■ **WORK TO BE COMPLETED**
Please quote each of the following lines word for word, without changing any of them.

:: AVAILABLE DATA

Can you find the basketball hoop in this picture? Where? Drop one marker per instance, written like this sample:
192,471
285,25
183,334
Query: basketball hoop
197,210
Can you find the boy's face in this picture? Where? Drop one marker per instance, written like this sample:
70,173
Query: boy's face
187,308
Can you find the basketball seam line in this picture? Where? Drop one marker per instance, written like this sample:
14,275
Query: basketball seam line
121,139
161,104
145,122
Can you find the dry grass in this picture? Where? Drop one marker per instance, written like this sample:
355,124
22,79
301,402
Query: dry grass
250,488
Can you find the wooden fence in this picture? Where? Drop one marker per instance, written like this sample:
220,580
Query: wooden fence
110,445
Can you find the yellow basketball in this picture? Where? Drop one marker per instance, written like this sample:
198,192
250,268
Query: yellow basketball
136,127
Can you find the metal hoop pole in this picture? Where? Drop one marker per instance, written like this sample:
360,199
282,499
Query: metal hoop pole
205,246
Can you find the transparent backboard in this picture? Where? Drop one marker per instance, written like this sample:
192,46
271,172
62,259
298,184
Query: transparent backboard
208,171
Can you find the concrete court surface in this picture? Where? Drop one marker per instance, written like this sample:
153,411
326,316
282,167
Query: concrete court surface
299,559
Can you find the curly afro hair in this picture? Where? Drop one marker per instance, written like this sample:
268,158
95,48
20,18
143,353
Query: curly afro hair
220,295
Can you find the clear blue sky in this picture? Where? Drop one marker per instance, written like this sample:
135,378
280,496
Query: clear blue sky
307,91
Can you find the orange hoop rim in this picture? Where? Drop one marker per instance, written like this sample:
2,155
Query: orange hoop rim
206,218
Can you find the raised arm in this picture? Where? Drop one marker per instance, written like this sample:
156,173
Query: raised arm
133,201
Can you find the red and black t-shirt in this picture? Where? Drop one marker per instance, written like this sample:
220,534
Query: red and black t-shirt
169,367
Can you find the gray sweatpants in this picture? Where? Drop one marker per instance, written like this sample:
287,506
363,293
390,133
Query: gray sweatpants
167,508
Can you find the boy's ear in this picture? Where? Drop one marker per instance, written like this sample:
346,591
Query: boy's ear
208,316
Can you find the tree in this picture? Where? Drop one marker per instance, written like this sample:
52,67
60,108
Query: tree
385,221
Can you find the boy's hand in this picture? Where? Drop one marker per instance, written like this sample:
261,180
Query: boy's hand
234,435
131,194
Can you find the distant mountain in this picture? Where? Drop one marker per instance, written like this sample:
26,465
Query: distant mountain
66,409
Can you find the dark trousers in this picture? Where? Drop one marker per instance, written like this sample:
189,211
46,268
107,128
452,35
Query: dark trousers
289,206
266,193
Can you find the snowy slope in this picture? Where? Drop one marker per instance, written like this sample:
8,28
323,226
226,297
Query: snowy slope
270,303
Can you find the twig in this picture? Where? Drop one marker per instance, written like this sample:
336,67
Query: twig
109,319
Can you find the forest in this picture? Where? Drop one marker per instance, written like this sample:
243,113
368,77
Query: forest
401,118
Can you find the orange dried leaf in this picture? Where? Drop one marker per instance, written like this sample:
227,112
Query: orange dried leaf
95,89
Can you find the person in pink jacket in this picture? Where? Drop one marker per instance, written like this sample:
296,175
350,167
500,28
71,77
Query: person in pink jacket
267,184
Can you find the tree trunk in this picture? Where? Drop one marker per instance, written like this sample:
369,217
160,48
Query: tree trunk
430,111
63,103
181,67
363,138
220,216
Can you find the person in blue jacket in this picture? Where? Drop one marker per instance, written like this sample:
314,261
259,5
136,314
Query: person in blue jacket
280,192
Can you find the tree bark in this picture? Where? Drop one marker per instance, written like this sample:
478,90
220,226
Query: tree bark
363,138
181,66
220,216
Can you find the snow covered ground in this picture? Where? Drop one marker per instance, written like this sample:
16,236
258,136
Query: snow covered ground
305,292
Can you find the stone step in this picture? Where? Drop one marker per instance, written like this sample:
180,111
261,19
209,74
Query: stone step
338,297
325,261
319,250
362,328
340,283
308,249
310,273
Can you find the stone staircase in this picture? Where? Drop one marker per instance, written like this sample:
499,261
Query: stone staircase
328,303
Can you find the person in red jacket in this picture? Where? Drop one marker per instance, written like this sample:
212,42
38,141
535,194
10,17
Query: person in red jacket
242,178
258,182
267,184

::::

■ **FULL SOLUTION**
Can you find the basketball hoop in this picture? Where? Drop one marker per instance, written like this sample:
192,471
285,25
183,334
Query: basketball hoop
197,210
Can you find the boy's face in this picture? Where? Drop one marker per instance, written like this sample:
70,173
Query: boy's face
187,308
Can you find the basketball seam line in this picture? Where? Drop one marker per instance, written like this sample:
14,275
Query: basketball seam line
121,139
161,104
145,122
Can you find the dry grass in this picture? Where? Drop one marker per instance, written like this sample:
355,124
22,79
301,402
Query: dry grass
250,488
Can you find the wooden fence in this picture? Where? Drop one marker per instance, written like this sample:
220,580
Query: wooden fence
110,445
Can you find the yellow basketball in this picture? Where? Drop one marker per instance, written like this sample:
198,192
250,268
Query: yellow basketball
136,127
Can you find the metal hoop pole in this picture? Where? Drop one marker per instance, written like this sample:
360,199
282,499
Query: metal hoop pole
205,246
Can you find the transparent backboard in this picture? Where? Drop one marker per instance, written like this sample:
192,46
271,172
62,259
298,184
Query: transparent backboard
208,171
Can you find the concrete court surface in this picture? Where? Drop one marker per instance, written like this sample:
153,411
326,316
282,167
Query: concrete court surface
299,559
Can you find the curly afro hair in this picture? Where? Drop one marker per instance, written like this sample:
268,158
95,48
20,18
143,353
Query: curly afro hair
220,295
Can you find the clear blue sky in this picture? Where? Drop one marker per instance, written like this sample:
135,378
280,496
Query: clear blue sky
307,91
Can you find the orange hoop rim in this picture? Where? Drop one marker per instance, written like this sample:
2,155
Query: orange hoop rim
206,218
Can you find the raised arm in this picture? Where? Drop one marker per instance, written like this sample:
156,173
Query: raised arm
133,201
Can you find the red and black t-shirt in this picture? Where? Drop one marker per instance, written like this sample:
220,534
Query: red and black t-shirt
169,367
Can you find the gray sweatpants in this picture? Where? Drop one marker per instance, written like this sample:
287,506
363,293
390,133
Query: gray sweatpants
167,508
Can you find the boy's ear in this picture? Where? Drop one marker per instance, written like this sample:
346,591
Query: boy's ear
208,316
Can you find the tree in this picture? Where? Drop one marker per instance, written like this sample:
52,67
60,108
Query: tree
385,221
Can you find the boy's hand in this picture? Where? Drop one marker per instance, written like this sample:
261,180
Query: boy's hand
234,435
131,194
Can you find the distant mountain in this picture? Where? Drop one marker per instance, written like this sample:
26,465
Query: distant mountain
66,409
Can you find the dark trousers in this picture? Where? Drop one marker per instance, written like this sample:
189,211
46,268
107,128
452,35
Query: dark trousers
289,206
266,193
Can you find the snowy slope in this picture? Where? Drop one marker per instance, written like this sample:
8,28
323,226
226,297
Query: snowy slope
270,303
Can you find the twig in this picture? Where? Drop one marker per instance, written like this sample:
336,67
Query: twig
109,319
Can you find the forest in this picture? Where? Drop one marker per instance, written like this sample:
243,113
368,77
Query: forest
401,118
Can you find the orange dried leaf in this picture? Where? Drop one marker per instance, written like this sample:
227,112
Query: orange dried leaf
95,89
Can you find the person in pink jacket in this picture? Where? Drop one marker per instance, written like this sample:
296,175
350,167
500,28
71,77
Query: person in pink jacket
267,184
Can you find the tree trunk in this picture? Where? Drop one marker per instance, written like this sample:
369,217
160,48
Query: tree trunk
430,111
63,103
181,67
363,138
220,216
Can you find the person in blue jacket in this picture? Where? Drop one marker per instance, written like this sample:
314,261
259,5
136,314
Query: person in blue jacket
280,192
Can you find the tree bark in this picture? Where? Drop one marker per instance, written like this sample:
478,90
220,226
Query: tree bark
363,138
181,66
220,216
Can you find the snow covered ground in this picture? Where? Drop one marker per instance, written like this sample:
16,236
258,136
Query: snow covered ground
305,292
Can you find the stone step in this picture? Where? Drop one marker per instance, written like this sample:
180,111
261,19
209,74
Query: stone step
338,297
325,261
319,250
362,328
340,283
308,249
310,273
Can you find the stone staircase in this picture? Where? Drop one marker per instance, written like this sample:
499,261
Query: stone staircase
328,303
Can you find the person in red jacket in this picture? Where? Drop one marker per instance, written like this sample:
212,42
38,141
535,194
10,17
Query: person in red jacket
242,178
258,182
267,184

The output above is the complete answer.